# Matlacha Park 2/26/03



## Jighead (Dec 1, 2002)

Matlacha - 5:00pm - 9:40pm

Beautiful day...sunny, warm, calm! 
Picked up a better rod and had to try it out..major difference!!

Score for the day...3 catfish, 1 sailcatfish, 2 ladyfish, 2 snappers, and 2 trout. Unfortunately the trout were only about 13"...but alot of fun. Park closes at 10:00pm so I had to leave them biting  ,but still a beautiful day!!!

Tight lines,

Jighead


----------



## SeaSalt (Apr 29, 2002)

Man... I wish I was down in florida... Up here in Northern VA, it snowed like every week since the fall and they are calling for additional snow of 8 to 12 inches!! Again!! again... 

Geez... glad at least someone is fishing.


----------



## Jighead (Dec 1, 2002)

Hey Jangwuah,

Yep, it was nice to make it out. Other people yesterday were catching alot of snapper and sheephead + the usual sk8's. Made it out again today for a while. Saw a nice cobia caught from a kayak. They didn't know what it was so they paddled over to the dock. Took a while to get him to lift it up high enough to see...but once I saw it..  

Lost a nice trout today but landed a 20" spanish. Now that I know they're there...I'm going to start targeting them!!


----------

__Tasks to carry out__
1. Condense the paragraph of the Matlacha Park thread beginning "Score for the day" into a brief bulleted list, keeping its main facts.
2. Reproduce the passage of the Matlacha Park thread between "Score for the" and "(Apr 29, 2002)", inclusive, without any alteration.

__Stored data__
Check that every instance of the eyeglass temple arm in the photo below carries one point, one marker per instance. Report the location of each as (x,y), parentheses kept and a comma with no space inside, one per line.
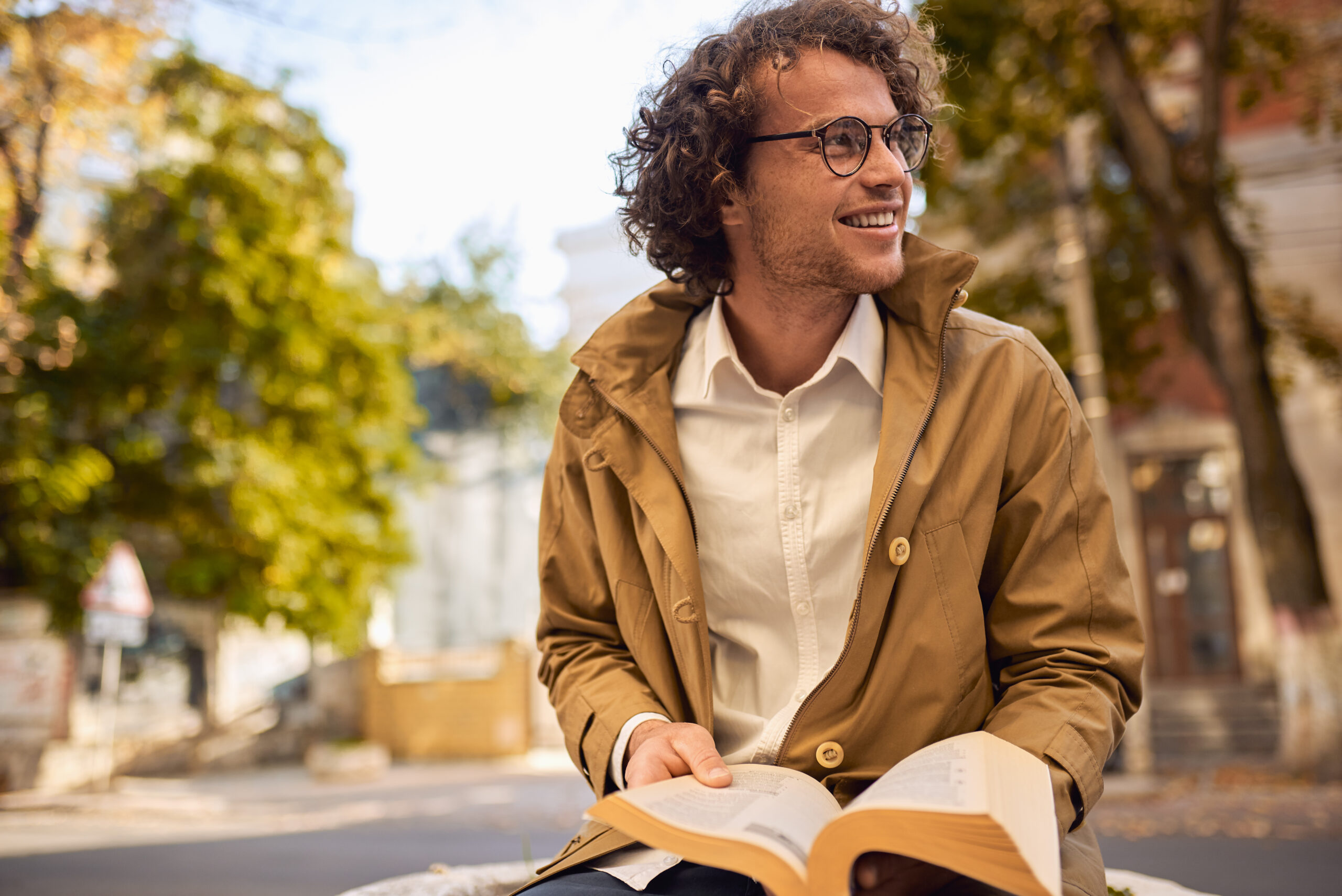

__Answers for the exercise__
1.
- Catch: 3 catfish, 1 sail catfish, 2 ladyfish, 2 snappers and 2 trout
- The trout were only about 13 inches but still a lot of fun
- The park closes at 10:00 pm, so the writer had to leave while the fish were still biting
- It was still a beautiful day

2.
Score for the day...3 catfish, 1 sailcatfish, 2 ladyfish, 2 snappers, and 2 trout. Unfortunately the trout were only about 13"...but alot of fun. Park closes at 10:00pm so I had to leave them biting  ,but still a beautiful day!!!

Tight lines,

Jighead


----------



## SeaSalt (Apr 29, 2002)